• [EXERCISE SET]
1/ List every actor named in the "Cast and characters" section of the text on The Adventures of Dr. Fu Manchu.
2/ Copy everything from "American syndicated TV" down to "of Republic Pictures." in the text on The Adventures of Dr. Fu Manchu, reproducing it word for word.
::: TEXT SECTION :::
- Also known as: The Adventures of Fu Manchu
- Genre: Adventure
- Directed by: Franklin Adreon William Witney
- Starring: Glen Gordon Lester Matthews Clark Howat
- Country of origin: United States
- Original language: English
- No. of seasons: 1
- No. of episodes: 13

Production
- Production company: Hollywood Television Service

Original release
- Network: Syndication
- Release: September 3 – November 26, 1956

= The Adventures of Dr. Fu Manchu =

American syndicated TV adventure series (1956)

The Adventures of Dr. Fu Manchu is a syndicated American television series that aired in 1956. The show was produced by Hollywood Television Service, a subsidiary of Republic Pictures.

==Cast and characters==
- Glen Gordon as Dr. Fu Manchu
- Lester Matthews as Sir Denis Nayland Smith
- Clark Howat as Dr. John Petrie
- Carla Balenda as Nurse Betty Leonard
- Laurette Luez as Karamaneh
- John George as Kolb.

==Production==

===Development===
Early in the 1950s, an NBC pilot starring John Carradine and Cedric Hardwicke was made, but the sponsors were disappointed in the scripts, and the TV series never materialized.

In 1955, Republic Pictures paid US$4 million to Sax Rohmer and announced they would film 78 episodes, but only 13 were made following a protracted court battle over the rights between Rohmer and the producers.
::: DATA SECTION :::
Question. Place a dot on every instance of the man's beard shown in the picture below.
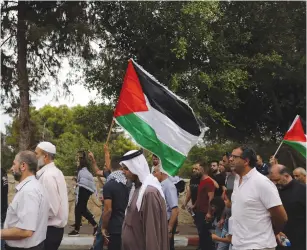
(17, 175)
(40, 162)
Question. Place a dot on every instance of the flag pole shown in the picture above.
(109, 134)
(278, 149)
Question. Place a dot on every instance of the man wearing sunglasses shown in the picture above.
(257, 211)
:::
::: DATA SECTION :::
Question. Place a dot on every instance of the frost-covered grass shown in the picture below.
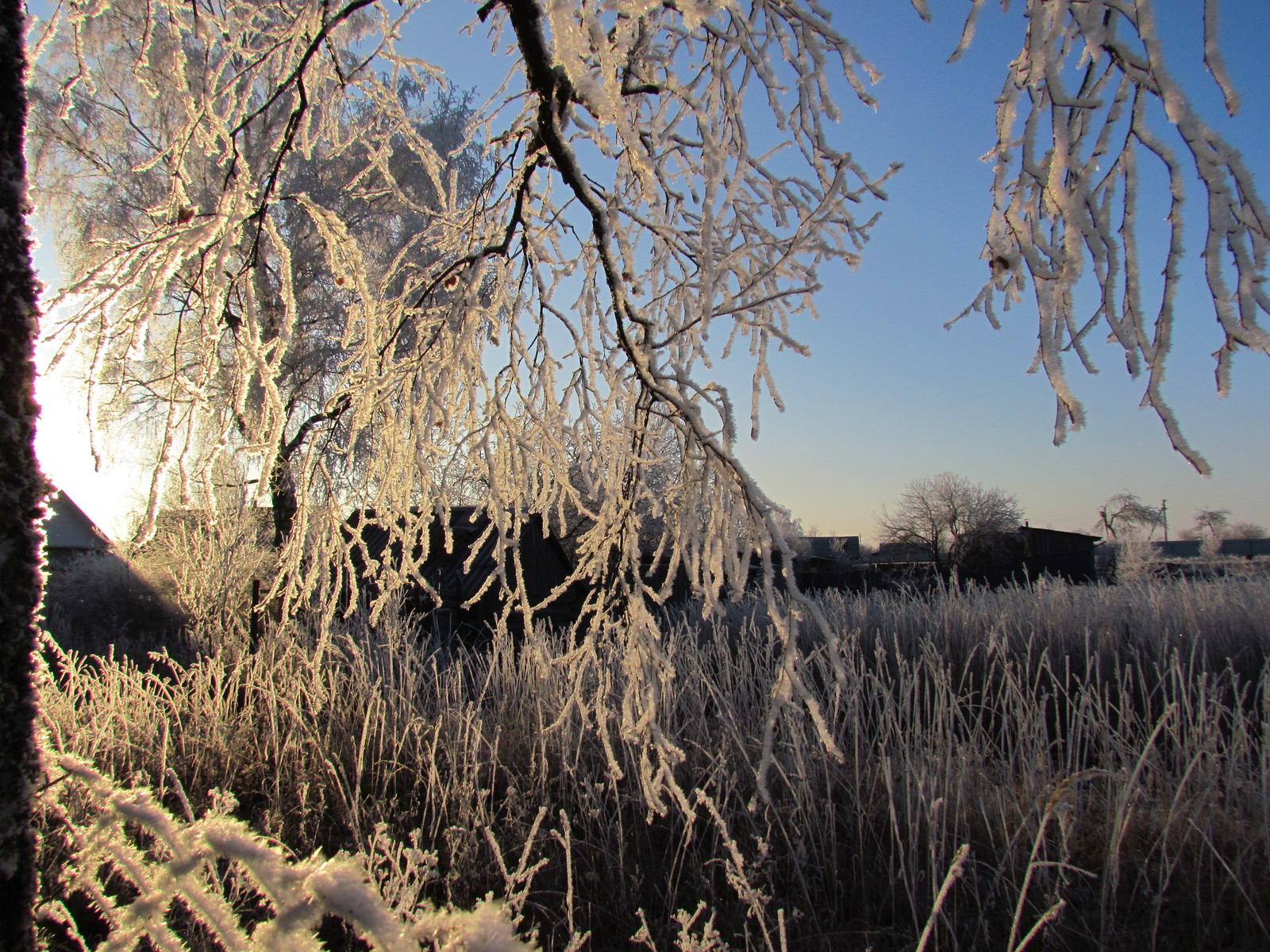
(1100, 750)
:::
• [EXERCISE SOLUTIONS]
1/
Glen Gordon
Lester Matthews
Clark Howat
Carla Balenda
Laurette Luez
John George

2/
American syndicated TV adventure series (1956)

The Adventures of Dr. Fu Manchu is a syndicated American television series that aired in 1956. The show was produced by Hollywood Television Service, a subsidiary of Republic Pictures.